[[ Information shown, beginning ]]
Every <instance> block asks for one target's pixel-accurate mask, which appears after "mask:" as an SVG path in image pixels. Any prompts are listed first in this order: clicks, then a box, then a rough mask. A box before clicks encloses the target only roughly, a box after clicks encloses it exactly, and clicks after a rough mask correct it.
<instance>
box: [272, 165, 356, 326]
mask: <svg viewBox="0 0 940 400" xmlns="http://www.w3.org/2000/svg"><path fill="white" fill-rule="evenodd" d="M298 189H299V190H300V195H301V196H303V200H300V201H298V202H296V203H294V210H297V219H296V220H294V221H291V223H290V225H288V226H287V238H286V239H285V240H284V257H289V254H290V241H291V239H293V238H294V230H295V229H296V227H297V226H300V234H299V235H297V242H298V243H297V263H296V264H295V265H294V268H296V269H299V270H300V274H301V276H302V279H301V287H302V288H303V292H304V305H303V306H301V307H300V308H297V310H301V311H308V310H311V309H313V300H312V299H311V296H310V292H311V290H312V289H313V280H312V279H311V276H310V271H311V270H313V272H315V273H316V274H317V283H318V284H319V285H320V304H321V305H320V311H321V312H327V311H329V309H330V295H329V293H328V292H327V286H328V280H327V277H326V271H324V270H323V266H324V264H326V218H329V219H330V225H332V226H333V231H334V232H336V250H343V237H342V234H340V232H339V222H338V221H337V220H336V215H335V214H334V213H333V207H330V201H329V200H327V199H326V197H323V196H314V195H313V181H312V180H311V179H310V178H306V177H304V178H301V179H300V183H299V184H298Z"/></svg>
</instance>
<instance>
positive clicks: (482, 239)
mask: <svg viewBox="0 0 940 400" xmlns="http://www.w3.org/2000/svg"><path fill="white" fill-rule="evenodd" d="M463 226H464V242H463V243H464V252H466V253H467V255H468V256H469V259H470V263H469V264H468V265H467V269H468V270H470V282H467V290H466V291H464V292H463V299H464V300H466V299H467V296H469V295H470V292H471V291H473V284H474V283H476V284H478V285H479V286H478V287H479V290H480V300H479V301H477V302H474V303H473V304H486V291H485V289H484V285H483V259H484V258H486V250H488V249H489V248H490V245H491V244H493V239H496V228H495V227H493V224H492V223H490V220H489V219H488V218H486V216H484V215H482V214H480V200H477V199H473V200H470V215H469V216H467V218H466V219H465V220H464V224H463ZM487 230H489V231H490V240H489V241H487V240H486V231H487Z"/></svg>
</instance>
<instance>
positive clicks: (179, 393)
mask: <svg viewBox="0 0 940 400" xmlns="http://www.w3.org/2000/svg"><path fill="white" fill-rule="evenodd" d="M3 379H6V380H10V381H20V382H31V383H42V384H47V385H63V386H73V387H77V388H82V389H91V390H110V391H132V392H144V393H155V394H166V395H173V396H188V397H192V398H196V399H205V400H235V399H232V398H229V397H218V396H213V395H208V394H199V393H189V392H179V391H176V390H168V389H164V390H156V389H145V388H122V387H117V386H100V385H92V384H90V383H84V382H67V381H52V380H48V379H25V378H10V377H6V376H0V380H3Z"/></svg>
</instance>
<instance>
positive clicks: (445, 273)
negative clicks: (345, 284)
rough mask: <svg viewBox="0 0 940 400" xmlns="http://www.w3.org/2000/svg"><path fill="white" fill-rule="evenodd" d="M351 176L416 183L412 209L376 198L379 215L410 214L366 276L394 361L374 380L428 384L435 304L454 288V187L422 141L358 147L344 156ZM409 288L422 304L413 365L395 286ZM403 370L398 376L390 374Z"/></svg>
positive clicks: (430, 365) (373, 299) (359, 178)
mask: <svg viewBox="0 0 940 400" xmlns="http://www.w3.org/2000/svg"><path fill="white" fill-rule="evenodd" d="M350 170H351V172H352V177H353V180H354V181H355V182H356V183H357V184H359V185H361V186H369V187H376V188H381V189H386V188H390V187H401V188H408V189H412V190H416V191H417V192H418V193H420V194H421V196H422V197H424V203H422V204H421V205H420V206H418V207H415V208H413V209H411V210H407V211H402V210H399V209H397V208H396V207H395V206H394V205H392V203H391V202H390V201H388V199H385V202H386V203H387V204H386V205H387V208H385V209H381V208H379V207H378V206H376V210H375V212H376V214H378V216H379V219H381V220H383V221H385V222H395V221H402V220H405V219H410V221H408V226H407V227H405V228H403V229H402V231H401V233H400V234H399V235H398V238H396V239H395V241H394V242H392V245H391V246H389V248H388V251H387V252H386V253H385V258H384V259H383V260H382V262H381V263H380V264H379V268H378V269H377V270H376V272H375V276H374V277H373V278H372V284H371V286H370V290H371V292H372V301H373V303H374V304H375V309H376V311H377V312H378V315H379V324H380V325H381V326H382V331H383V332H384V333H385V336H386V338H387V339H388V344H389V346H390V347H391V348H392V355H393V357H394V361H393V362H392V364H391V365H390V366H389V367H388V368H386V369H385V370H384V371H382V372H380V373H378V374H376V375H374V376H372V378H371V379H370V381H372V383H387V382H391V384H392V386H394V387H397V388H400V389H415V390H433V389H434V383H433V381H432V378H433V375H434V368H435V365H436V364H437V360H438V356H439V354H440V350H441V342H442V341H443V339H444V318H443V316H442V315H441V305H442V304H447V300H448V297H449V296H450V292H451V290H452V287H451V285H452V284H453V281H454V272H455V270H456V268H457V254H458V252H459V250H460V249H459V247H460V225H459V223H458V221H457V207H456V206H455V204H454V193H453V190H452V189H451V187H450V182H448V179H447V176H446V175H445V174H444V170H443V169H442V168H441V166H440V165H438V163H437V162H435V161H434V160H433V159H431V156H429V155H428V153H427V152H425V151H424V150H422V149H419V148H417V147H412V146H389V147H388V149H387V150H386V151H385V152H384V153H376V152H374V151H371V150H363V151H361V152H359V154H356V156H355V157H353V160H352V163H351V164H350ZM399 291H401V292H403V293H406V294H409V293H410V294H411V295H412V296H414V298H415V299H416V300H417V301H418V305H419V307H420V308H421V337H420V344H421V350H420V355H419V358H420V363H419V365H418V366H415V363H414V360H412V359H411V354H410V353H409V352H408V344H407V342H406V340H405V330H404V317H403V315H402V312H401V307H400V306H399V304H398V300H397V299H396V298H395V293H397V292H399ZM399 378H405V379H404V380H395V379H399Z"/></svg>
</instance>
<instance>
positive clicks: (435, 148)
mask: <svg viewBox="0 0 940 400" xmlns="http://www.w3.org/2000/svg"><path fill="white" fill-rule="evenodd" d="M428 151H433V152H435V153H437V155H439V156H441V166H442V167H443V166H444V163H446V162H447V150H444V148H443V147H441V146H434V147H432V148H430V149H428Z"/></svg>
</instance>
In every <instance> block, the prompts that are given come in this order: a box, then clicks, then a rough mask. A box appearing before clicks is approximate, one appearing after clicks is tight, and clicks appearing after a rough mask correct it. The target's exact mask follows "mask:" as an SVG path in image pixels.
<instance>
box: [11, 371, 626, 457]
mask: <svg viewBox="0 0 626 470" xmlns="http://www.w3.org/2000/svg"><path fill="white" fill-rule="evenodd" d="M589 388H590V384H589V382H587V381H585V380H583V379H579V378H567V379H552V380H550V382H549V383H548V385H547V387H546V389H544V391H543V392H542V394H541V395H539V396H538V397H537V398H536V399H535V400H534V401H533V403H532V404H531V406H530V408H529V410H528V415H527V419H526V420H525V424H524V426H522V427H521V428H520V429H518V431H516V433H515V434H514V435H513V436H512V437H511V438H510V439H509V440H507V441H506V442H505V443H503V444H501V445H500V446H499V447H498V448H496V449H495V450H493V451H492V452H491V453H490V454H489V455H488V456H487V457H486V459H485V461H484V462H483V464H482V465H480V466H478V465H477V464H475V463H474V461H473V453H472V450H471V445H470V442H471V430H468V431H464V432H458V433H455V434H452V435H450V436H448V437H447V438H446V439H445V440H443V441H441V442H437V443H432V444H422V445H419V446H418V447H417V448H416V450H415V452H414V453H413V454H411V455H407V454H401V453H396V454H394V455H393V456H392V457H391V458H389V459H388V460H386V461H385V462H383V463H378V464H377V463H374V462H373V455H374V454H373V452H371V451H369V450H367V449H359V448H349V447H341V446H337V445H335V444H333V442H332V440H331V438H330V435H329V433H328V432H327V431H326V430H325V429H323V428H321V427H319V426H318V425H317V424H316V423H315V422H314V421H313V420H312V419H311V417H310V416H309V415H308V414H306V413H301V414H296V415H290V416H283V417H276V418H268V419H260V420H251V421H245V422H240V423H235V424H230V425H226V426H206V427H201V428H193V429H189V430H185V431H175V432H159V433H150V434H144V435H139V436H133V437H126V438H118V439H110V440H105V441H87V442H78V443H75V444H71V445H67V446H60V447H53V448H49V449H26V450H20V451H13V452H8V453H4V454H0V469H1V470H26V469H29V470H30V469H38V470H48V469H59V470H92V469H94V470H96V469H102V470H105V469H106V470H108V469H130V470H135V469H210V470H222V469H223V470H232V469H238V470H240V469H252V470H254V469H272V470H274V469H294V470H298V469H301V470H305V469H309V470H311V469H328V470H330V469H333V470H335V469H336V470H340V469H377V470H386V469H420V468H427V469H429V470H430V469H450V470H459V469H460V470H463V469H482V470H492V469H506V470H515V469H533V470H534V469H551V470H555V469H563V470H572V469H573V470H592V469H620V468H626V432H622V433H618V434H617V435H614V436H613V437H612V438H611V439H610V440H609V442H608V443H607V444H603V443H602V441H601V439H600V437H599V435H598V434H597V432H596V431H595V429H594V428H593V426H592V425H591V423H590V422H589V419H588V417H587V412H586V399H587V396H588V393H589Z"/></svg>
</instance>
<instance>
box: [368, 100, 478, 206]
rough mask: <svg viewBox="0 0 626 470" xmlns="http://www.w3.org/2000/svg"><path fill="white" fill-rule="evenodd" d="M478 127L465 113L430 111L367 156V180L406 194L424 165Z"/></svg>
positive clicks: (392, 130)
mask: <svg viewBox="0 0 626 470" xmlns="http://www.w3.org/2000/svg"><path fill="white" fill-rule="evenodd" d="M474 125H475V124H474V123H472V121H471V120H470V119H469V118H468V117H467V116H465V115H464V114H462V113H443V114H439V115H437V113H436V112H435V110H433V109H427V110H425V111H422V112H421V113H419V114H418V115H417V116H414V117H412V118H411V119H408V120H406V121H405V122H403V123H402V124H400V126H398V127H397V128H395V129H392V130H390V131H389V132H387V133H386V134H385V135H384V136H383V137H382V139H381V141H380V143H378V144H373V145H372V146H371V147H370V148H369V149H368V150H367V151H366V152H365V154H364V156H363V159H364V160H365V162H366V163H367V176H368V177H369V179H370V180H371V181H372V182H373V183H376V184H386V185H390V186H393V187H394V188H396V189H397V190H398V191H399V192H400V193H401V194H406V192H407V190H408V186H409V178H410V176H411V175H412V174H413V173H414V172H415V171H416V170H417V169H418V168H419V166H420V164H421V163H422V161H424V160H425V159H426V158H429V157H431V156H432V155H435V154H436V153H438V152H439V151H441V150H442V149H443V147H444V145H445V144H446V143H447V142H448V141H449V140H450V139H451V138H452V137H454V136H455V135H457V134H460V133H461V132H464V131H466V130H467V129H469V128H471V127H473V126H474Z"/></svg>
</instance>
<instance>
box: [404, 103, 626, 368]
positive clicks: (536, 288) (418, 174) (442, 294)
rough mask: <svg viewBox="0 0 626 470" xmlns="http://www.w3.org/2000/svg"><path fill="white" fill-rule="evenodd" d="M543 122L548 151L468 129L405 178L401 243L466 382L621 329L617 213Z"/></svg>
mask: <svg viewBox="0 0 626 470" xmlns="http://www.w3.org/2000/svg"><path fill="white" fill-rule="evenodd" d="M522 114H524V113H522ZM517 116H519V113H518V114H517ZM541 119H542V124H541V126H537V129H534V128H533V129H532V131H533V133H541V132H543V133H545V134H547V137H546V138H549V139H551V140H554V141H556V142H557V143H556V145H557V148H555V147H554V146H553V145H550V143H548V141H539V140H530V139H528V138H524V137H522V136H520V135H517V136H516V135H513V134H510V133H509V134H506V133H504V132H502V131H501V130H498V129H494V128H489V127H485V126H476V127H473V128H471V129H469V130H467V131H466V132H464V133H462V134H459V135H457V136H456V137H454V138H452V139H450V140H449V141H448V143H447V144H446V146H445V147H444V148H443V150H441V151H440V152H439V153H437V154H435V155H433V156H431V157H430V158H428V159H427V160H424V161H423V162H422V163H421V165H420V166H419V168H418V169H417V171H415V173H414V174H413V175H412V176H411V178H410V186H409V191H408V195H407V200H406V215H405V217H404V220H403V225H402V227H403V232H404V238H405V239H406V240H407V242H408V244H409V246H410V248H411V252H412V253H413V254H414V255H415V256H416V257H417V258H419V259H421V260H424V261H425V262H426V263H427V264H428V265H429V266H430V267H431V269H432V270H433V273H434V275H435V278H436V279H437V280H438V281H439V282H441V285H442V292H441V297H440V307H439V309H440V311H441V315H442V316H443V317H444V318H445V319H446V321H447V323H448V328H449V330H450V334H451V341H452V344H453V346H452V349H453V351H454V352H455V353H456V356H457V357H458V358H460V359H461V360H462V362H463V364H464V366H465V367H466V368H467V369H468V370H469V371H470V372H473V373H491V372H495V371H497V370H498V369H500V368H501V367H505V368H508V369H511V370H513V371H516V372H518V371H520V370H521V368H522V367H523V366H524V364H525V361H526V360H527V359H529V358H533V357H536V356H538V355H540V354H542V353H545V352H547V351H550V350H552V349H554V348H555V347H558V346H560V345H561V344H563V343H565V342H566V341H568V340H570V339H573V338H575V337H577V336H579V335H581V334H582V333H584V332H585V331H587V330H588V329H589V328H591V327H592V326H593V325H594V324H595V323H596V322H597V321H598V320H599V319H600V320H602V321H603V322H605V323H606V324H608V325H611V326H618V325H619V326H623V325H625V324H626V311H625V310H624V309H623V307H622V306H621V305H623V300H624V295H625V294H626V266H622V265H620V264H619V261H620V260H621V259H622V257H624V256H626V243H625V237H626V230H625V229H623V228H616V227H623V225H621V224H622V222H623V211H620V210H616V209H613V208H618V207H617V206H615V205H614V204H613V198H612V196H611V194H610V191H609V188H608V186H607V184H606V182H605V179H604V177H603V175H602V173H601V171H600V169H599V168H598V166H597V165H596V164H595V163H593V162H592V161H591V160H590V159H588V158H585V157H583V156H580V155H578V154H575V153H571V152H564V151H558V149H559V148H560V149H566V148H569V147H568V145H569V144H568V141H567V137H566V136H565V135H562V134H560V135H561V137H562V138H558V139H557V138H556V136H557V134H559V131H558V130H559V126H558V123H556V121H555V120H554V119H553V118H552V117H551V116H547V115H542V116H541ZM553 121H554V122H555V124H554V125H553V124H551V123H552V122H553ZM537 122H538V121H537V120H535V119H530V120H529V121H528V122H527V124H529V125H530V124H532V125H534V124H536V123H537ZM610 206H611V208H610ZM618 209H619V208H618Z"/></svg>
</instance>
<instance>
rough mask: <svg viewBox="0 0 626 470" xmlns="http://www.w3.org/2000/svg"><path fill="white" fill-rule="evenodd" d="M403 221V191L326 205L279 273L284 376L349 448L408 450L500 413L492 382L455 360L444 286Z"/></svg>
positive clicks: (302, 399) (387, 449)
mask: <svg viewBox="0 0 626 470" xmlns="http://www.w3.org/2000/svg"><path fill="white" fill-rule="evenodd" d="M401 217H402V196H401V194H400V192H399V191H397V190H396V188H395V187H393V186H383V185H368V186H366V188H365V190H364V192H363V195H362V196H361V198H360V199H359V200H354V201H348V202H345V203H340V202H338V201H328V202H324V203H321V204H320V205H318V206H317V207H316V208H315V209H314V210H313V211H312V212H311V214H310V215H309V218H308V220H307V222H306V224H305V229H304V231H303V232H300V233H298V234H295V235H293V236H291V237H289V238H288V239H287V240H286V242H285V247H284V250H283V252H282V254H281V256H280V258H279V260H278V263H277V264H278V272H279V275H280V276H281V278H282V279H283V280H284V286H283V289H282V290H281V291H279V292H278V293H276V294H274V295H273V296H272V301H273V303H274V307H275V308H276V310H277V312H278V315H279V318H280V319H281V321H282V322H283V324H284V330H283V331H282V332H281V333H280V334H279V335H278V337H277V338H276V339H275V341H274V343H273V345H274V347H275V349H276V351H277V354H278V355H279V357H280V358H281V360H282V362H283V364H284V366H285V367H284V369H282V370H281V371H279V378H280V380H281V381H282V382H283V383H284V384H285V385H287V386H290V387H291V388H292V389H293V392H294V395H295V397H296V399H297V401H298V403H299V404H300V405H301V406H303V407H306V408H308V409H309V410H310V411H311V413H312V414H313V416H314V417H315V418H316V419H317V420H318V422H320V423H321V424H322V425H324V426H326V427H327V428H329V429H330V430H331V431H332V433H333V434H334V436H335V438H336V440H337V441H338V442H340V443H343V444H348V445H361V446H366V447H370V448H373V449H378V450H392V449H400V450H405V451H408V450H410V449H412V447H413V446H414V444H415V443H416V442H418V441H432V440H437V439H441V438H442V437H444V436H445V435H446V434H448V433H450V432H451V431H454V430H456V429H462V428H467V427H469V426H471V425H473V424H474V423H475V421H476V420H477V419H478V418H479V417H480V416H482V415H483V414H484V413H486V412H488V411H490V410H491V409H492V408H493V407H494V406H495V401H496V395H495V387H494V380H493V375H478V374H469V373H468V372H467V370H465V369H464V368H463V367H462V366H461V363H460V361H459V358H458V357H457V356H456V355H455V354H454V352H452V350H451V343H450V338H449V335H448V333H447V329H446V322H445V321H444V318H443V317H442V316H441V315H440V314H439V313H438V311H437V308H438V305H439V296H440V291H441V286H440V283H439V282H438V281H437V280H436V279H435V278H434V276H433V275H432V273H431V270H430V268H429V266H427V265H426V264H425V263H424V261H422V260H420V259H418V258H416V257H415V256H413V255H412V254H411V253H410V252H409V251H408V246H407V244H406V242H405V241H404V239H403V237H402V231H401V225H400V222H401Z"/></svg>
[[ Information shown, end ]]
**Goal of the exercise:** I would like the number of lines in the material above that contain the string "block", with no other words in the reply.

**Exercise result:** 2